◆ RECORDS SUPPLIED ◆
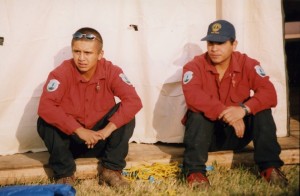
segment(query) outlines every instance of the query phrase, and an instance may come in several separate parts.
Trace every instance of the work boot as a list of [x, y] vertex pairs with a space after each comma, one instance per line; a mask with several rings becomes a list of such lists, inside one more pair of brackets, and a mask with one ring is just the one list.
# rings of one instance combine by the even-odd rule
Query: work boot
[[187, 182], [193, 189], [207, 190], [210, 187], [208, 178], [200, 172], [189, 174], [187, 177]]
[[278, 185], [280, 187], [286, 187], [288, 185], [288, 180], [278, 168], [269, 167], [260, 172], [260, 175], [272, 185]]
[[67, 184], [70, 186], [74, 186], [75, 184], [75, 176], [68, 176], [68, 177], [63, 177], [63, 178], [59, 178], [57, 180], [55, 180], [56, 184]]
[[99, 171], [99, 184], [111, 187], [128, 187], [128, 181], [121, 175], [120, 170], [111, 170], [101, 167]]

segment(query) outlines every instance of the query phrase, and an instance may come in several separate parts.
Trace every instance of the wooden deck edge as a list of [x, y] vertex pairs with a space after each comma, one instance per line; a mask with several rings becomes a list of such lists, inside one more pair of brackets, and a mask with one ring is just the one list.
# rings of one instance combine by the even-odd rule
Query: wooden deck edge
[[[286, 149], [282, 150], [280, 154], [281, 159], [286, 165], [299, 164], [299, 149]], [[141, 165], [151, 165], [153, 163], [170, 163], [170, 162], [182, 162], [182, 157], [164, 157], [152, 160], [137, 160], [128, 161], [126, 168]], [[233, 153], [231, 151], [214, 152], [209, 154], [207, 165], [217, 163], [218, 165], [232, 167], [238, 164], [253, 165], [253, 152], [241, 152]], [[95, 159], [91, 162], [85, 162], [84, 164], [77, 165], [77, 171], [75, 173], [78, 179], [95, 178], [98, 171], [98, 161]], [[35, 168], [20, 168], [11, 170], [2, 170], [0, 172], [0, 185], [12, 185], [12, 184], [32, 184], [42, 180], [51, 178], [52, 171], [47, 167], [35, 167]]]

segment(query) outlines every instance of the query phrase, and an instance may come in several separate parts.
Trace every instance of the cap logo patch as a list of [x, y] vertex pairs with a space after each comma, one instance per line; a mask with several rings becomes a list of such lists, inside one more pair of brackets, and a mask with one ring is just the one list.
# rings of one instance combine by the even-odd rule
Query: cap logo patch
[[222, 25], [220, 23], [215, 23], [212, 25], [211, 30], [212, 34], [219, 34], [219, 30], [222, 28]]
[[129, 81], [129, 79], [127, 78], [127, 76], [124, 73], [121, 73], [119, 76], [123, 80], [123, 82], [125, 82], [128, 85], [132, 85], [131, 82]]
[[256, 65], [254, 68], [255, 68], [256, 73], [257, 73], [260, 77], [265, 77], [265, 76], [266, 76], [265, 71], [263, 70], [263, 68], [262, 68], [260, 65]]
[[183, 75], [183, 84], [189, 83], [193, 78], [193, 72], [192, 71], [187, 71]]
[[56, 91], [58, 89], [60, 82], [56, 79], [52, 79], [49, 81], [49, 83], [47, 84], [47, 91], [48, 92], [53, 92]]

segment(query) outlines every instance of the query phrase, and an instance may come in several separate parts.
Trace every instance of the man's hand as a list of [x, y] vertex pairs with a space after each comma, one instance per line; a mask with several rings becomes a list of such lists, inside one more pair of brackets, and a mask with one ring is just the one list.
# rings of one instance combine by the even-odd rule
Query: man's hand
[[97, 142], [102, 139], [98, 132], [80, 127], [74, 131], [80, 139], [85, 141], [88, 148], [94, 148]]
[[236, 121], [243, 119], [245, 115], [245, 111], [242, 107], [229, 106], [221, 112], [218, 118], [233, 126]]
[[101, 139], [105, 140], [106, 138], [108, 138], [113, 131], [115, 131], [117, 129], [117, 126], [112, 123], [109, 122], [106, 127], [104, 127], [103, 129], [97, 131], [98, 135], [101, 137]]
[[245, 123], [243, 119], [237, 120], [232, 124], [238, 138], [243, 138], [245, 133]]

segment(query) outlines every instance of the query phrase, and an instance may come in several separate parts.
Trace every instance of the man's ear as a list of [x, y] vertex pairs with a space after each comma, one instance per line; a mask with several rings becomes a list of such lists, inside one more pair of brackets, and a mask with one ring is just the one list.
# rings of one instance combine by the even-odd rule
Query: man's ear
[[238, 41], [237, 40], [235, 40], [234, 42], [233, 42], [233, 50], [235, 50], [236, 49], [236, 47], [237, 47], [237, 44], [238, 44]]
[[98, 56], [98, 60], [102, 59], [103, 55], [104, 55], [104, 51], [101, 50]]

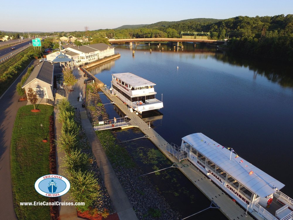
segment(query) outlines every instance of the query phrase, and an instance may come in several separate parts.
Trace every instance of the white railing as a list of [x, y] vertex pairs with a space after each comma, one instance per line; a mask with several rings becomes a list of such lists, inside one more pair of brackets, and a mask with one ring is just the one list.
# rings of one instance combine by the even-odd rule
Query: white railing
[[129, 125], [129, 119], [127, 117], [123, 117], [107, 121], [93, 122], [92, 125], [95, 131], [110, 129]]
[[173, 143], [171, 143], [171, 145], [166, 145], [166, 151], [176, 158], [179, 162], [187, 158], [186, 153], [184, 152], [181, 152], [178, 146]]

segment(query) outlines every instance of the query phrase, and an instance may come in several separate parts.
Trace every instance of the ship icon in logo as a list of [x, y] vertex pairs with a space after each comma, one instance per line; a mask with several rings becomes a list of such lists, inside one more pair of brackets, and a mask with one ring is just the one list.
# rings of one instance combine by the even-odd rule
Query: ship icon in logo
[[53, 180], [49, 182], [49, 185], [48, 187], [48, 190], [51, 193], [55, 192], [56, 192], [58, 187], [56, 185], [56, 182]]

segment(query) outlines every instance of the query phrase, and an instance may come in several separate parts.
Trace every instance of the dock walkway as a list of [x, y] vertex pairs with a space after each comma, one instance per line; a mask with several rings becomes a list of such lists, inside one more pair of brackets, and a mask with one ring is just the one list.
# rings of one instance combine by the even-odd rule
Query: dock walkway
[[[139, 128], [142, 131], [149, 137], [151, 141], [167, 157], [174, 163], [178, 161], [166, 150], [166, 146], [169, 145], [166, 141], [155, 131], [143, 121], [134, 112], [130, 112], [125, 105], [118, 97], [108, 94], [105, 88], [100, 88], [103, 92], [125, 115], [128, 116], [132, 125]], [[182, 161], [183, 165], [178, 168], [210, 200], [214, 202], [220, 207], [221, 211], [229, 219], [253, 219], [250, 216], [246, 216], [246, 212], [220, 189], [215, 184], [207, 178], [189, 161]]]

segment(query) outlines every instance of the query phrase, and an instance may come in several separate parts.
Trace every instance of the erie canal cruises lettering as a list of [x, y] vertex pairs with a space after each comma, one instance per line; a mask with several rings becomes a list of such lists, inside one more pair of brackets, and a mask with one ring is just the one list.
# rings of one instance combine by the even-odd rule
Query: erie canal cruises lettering
[[130, 72], [112, 74], [112, 93], [138, 113], [159, 110], [163, 102], [156, 98], [156, 84]]
[[[187, 159], [255, 218], [293, 219], [293, 199], [280, 191], [285, 185], [201, 133], [182, 138], [166, 150]], [[173, 152], [177, 152], [176, 153]]]

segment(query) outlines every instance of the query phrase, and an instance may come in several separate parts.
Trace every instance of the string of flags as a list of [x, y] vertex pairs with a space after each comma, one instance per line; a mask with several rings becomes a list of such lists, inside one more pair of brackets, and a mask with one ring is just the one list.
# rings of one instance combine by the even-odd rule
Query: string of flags
[[[203, 140], [201, 140], [200, 141], [203, 141]], [[207, 143], [207, 141], [205, 141], [204, 143]], [[208, 143], [207, 144], [208, 144], [208, 145], [209, 145], [210, 144], [210, 143]], [[214, 144], [213, 145], [216, 145], [215, 144]], [[217, 147], [220, 147], [221, 146], [221, 145], [218, 145], [217, 146]], [[235, 152], [235, 151], [234, 150], [233, 150], [233, 148], [228, 148], [228, 147], [224, 147], [223, 146], [222, 146], [222, 150], [223, 149], [224, 149], [224, 148], [227, 148], [227, 150], [230, 150], [230, 149], [231, 149], [231, 153], [232, 153], [232, 152], [234, 152], [236, 155], [236, 156], [235, 157], [235, 159], [236, 159], [237, 158], [239, 157], [239, 156], [238, 155], [238, 154], [237, 154], [237, 153], [236, 153], [236, 152]], [[231, 160], [231, 157], [230, 157], [230, 160]], [[244, 162], [244, 161], [242, 160], [240, 160], [240, 161], [239, 161], [239, 163], [243, 163], [243, 162]], [[248, 166], [247, 165], [245, 165], [245, 167], [248, 167], [248, 168], [249, 168], [249, 167], [248, 167]], [[251, 170], [250, 171], [249, 171], [249, 172], [248, 172], [248, 174], [249, 174], [250, 175], [251, 175], [252, 174], [253, 174], [253, 172], [252, 170]]]

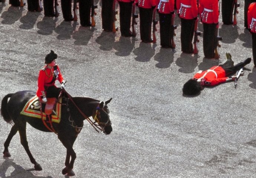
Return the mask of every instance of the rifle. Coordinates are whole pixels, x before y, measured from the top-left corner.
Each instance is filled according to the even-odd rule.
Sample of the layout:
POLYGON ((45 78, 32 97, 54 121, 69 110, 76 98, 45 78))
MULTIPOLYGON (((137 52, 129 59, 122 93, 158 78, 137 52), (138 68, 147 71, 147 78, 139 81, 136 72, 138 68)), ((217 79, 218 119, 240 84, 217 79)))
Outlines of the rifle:
POLYGON ((238 80, 239 77, 240 76, 240 75, 243 75, 243 68, 241 68, 239 71, 236 71, 236 79, 235 79, 234 83, 235 88, 236 88, 236 84, 237 83, 237 80, 238 80))
POLYGON ((115 33, 116 31, 117 31, 117 28, 115 27, 115 22, 116 21, 117 19, 116 19, 116 15, 117 14, 118 12, 117 10, 115 10, 115 1, 116 0, 114 0, 113 2, 113 7, 112 7, 112 10, 113 10, 113 17, 112 17, 112 32, 113 33, 115 33))
POLYGON ((58 0, 54 0, 54 9, 55 10, 55 17, 59 17, 59 13, 58 12, 58 9, 57 8, 57 6, 59 6, 59 4, 58 4, 58 0))
POLYGON ((24 3, 23 2, 23 0, 20 0, 20 6, 23 7, 24 6, 24 3))
POLYGON ((42 0, 38 0, 37 1, 37 12, 40 12, 43 10, 41 1, 42 0))
POLYGON ((175 33, 175 32, 174 32, 174 30, 177 29, 177 26, 176 25, 174 25, 174 14, 172 15, 172 17, 171 17, 171 26, 172 27, 173 27, 173 36, 171 37, 171 47, 172 48, 175 48, 175 47, 176 47, 176 44, 175 44, 175 43, 174 43, 174 36, 176 36, 176 34, 175 33))
POLYGON ((157 31, 156 25, 158 23, 158 21, 155 20, 155 8, 153 10, 153 43, 157 42, 157 37, 155 36, 155 31, 157 31))
POLYGON ((97 15, 97 13, 95 11, 95 9, 98 8, 98 6, 96 5, 94 5, 94 2, 93 0, 92 0, 92 11, 91 11, 91 17, 92 18, 92 23, 91 26, 92 27, 94 27, 96 24, 95 22, 95 16, 97 15))
POLYGON ((139 17, 139 15, 138 14, 135 13, 136 10, 136 4, 135 2, 132 4, 132 36, 136 36, 136 25, 138 23, 136 22, 136 18, 139 17))
POLYGON ((76 14, 76 10, 78 9, 76 0, 74 0, 73 4, 73 11, 74 11, 74 21, 77 21, 77 15, 76 14))
POLYGON ((233 21, 233 25, 236 25, 237 23, 236 22, 236 14, 238 13, 237 7, 240 6, 240 4, 237 3, 237 0, 234 1, 234 20, 233 21))
POLYGON ((201 32, 197 31, 197 24, 198 24, 198 18, 196 20, 195 23, 195 29, 194 33, 194 54, 198 53, 198 49, 197 49, 197 43, 199 42, 198 39, 198 36, 201 35, 201 32))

◆ REQUIRED WORK ◆
Please pull out every line above that contains the word "wooden" and copy each one in full.

◆ SOLVED EXERCISE ◆
Trace every instance of the wooden deck edge as a list of [x, y] vertex pairs with a space after each comma, one instance per line; a mask with several rings becomes a list of such lists, inside one more pair of brackets, and a mask with one ring is just the one list.
Query: wooden deck edge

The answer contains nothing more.